• _Richieste_
A: Nel racconto sul bambino e il pallone, che tipo di palloni si cercavano per giocare nel corridoio di casa?
B: Traduci in inglese questa frase del racconto sul bambino e il pallone: "Per i bambini il calcio era il gioco, lo svago, il vero passatempo di ogni attimo libero."
C: Prosegui il racconto sul bambino e il pallone a partire dall'ultima frase riportata.

• _Testo da leggere_

_ _ _ _ _ _ _

Il bimbo e il pallone

Salvatore Savino

Oggi voglio tornare bambino, quando per le prime volte il cuore mi palpitava per la maglia azzurra del Napoli. Dal bianco e nero di Novantesimo minuto, cercavo di scorgere tra le immagini nebulose quella che già era la mia squadra del cuore.. Per i bambini il calcio era il gioco, lo svago, il vero passatempo di ogni attimo libero. Ogni spazio era buono per giocare a pallone: cortili, oratori, spiazzi e persino, tra le urla delle mamme, chi è che non ha giocato nel corridoio di casa, dove valeva anche il battimuro sulle pareti? In quelle occasioni si cercavano i palloni piu leggeri, la miniball, qualcuno osava un super tele magari rimpicciolito dall’usura, i più’…moderni si erano dotati di palloni di spugna, apparentemenente più adatti ai tiri forti, ma che proprio per questo erano i piu temuti dai ninnoli e dalle bomboniere dei mobili di casa.
Era la meravigliosa epoca delle partite che finivano con il richiamo delle mamme per la cena, quando ormai da tempo, andato via il sole, si giocava “a fiducia”, quasi al buio, ed ogni tiro vicino alle immaginarie porte avrebbe avuto bisogno di almeno due sale var. In quel momento non valeva più il risultato maturato fino a quel momento. Si alzava un urlo comune:
” Guagliu’, a chi segna vince!” E cominciava una furiosa partita a sé stante, dove l’unico scopo era segnare e vincere, pronti a riprendere il giorno dopo. Era l’epoca delle squadre che si facevano con il tocco, e naturalmente la selezione faceva sì che i più forti e i più deboli ( ‘e scarsune ) si distribuissero quasi sempre equamente, tranne qualche caso in cui, per manifesta inferiorità, si udiva il famoso:
“ammiscammece ja’! ‘
Erano gli anni delle scuole medie, dell’Epica, ed i bambini cercavano di emulare gli eroi. Achille, Ettore, gli Dei, ed anche in un campetto di pallone sognavamo di avere un nostro eroe invincibile. Un giorno, e lo capimmo ascoltando i nostri papa’ , ci sembro’ davvero che anche la nostra generazione di piccoli tifosi del Napoli stava per avere il suo eroe. Una radiolina comincio’ a diffondere delle note musicali: ” Papa’, non mi riesce di dormire e sai perche? Ho voglia di giocare un po’ con te…Albertosi era amico di Zoff…”

_ _ _ _ _ _ _

[Righe con i contorni delle regioni d'immagine]
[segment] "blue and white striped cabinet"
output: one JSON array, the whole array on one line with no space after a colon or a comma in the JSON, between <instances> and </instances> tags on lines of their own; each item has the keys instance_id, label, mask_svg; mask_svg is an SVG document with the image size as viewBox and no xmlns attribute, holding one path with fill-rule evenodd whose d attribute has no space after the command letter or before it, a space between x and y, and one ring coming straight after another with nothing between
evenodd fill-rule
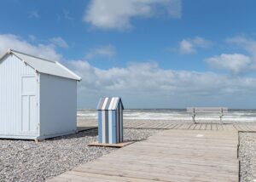
<instances>
[{"instance_id":1,"label":"blue and white striped cabinet","mask_svg":"<svg viewBox=\"0 0 256 182\"><path fill-rule=\"evenodd\" d=\"M123 110L119 97L102 97L98 106L98 142L118 144L123 142Z\"/></svg>"}]
</instances>

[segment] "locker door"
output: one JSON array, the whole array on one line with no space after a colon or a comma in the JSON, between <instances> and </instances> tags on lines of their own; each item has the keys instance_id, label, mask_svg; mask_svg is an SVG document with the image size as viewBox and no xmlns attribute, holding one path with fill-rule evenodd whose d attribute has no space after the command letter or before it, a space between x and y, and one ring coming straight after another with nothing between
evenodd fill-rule
<instances>
[{"instance_id":1,"label":"locker door","mask_svg":"<svg viewBox=\"0 0 256 182\"><path fill-rule=\"evenodd\" d=\"M21 133L37 134L37 78L36 77L21 77Z\"/></svg>"}]
</instances>

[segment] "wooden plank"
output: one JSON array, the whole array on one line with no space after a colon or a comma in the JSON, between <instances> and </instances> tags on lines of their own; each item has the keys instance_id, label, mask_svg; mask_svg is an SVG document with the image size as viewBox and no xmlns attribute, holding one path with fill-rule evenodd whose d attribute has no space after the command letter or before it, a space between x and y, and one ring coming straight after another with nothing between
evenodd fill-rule
<instances>
[{"instance_id":1,"label":"wooden plank","mask_svg":"<svg viewBox=\"0 0 256 182\"><path fill-rule=\"evenodd\" d=\"M158 133L50 181L238 181L237 132L183 129L191 126L173 124L182 129Z\"/></svg>"}]
</instances>

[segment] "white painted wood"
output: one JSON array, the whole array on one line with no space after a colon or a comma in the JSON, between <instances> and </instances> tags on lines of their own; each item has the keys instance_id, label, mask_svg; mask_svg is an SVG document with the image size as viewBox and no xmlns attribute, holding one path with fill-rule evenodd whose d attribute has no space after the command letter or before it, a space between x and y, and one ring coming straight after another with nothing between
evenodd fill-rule
<instances>
[{"instance_id":1,"label":"white painted wood","mask_svg":"<svg viewBox=\"0 0 256 182\"><path fill-rule=\"evenodd\" d=\"M37 73L32 67L20 61L15 56L5 56L0 60L0 135L5 138L12 138L14 135L36 137L34 133L24 133L21 128L21 77L28 76L35 77ZM30 87L33 88L32 89L37 89L36 82L35 85L26 86L26 88ZM36 97L36 95L34 96ZM32 101L34 99L32 98ZM26 101L29 102L29 100L26 98ZM38 122L37 120L32 122L32 125ZM26 123L24 127L26 127L26 130L28 130L29 124Z\"/></svg>"},{"instance_id":2,"label":"white painted wood","mask_svg":"<svg viewBox=\"0 0 256 182\"><path fill-rule=\"evenodd\" d=\"M0 138L36 139L76 132L76 79L39 73L7 54L0 59Z\"/></svg>"}]
</instances>

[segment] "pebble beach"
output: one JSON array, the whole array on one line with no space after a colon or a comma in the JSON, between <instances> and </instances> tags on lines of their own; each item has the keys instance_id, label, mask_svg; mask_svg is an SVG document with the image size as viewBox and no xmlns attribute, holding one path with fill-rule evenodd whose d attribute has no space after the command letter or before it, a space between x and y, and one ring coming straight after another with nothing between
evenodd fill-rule
<instances>
[{"instance_id":1,"label":"pebble beach","mask_svg":"<svg viewBox=\"0 0 256 182\"><path fill-rule=\"evenodd\" d=\"M126 140L143 140L160 130L124 129ZM45 181L117 149L87 146L96 141L90 129L36 143L0 139L0 181Z\"/></svg>"},{"instance_id":2,"label":"pebble beach","mask_svg":"<svg viewBox=\"0 0 256 182\"><path fill-rule=\"evenodd\" d=\"M124 129L125 140L140 141L162 129ZM256 134L240 133L240 181L256 181ZM97 140L97 129L32 140L0 139L0 181L45 181L80 164L114 151L87 145Z\"/></svg>"}]
</instances>

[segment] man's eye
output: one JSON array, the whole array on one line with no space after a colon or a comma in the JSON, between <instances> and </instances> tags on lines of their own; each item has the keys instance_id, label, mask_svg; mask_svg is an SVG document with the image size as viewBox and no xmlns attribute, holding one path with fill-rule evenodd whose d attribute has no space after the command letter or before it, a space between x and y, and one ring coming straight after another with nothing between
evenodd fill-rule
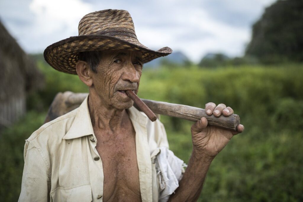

_ _ _ _ _ _ _

• _Le risposte_
A: Si cercavano i palloni più leggeri, come la miniball.

B: For children, soccer was play, recreation, the true pastime of every free moment.

C:
Era la voce del primo mito della mia vita di tifoso del Napoli, era la voce di un grandissimo centravanti, era la voce di Beppe Savoldi, che atava arrivando al Napoli. Da quel momento, tutti i bambini volevano tirare i rigori con la sua famosa finta, ed i più temerari provavano l’imperioso stacco di testa come a Cesena il 3 aprile del 1977. Nei negozi di giocattoli e nelle tabaccherie uscì, e si vendeva come il pane, un pallone da calcio gommato, più pesante del classico SuperSantos, che ai ragazzini dava l’idea del pallone di cuoio, quello vero. Era il famoso “Savoldi”, dal colore ovviamente bianco ed azzurro. Fu allora che mi innamorai del Napoli, che mi sentii legato a quella maglia che ancora oggi mi tiene avvinghiato ad un amore che non conosce confini. Oggi compi settantacinque anni, grande Beppe gol, e quel bimbo che hai fatto innamorare del Napoli ti fa tanti auguri e ti ringrazia ancora per questo regalo d’amore che gli facesti tanto tempo fa.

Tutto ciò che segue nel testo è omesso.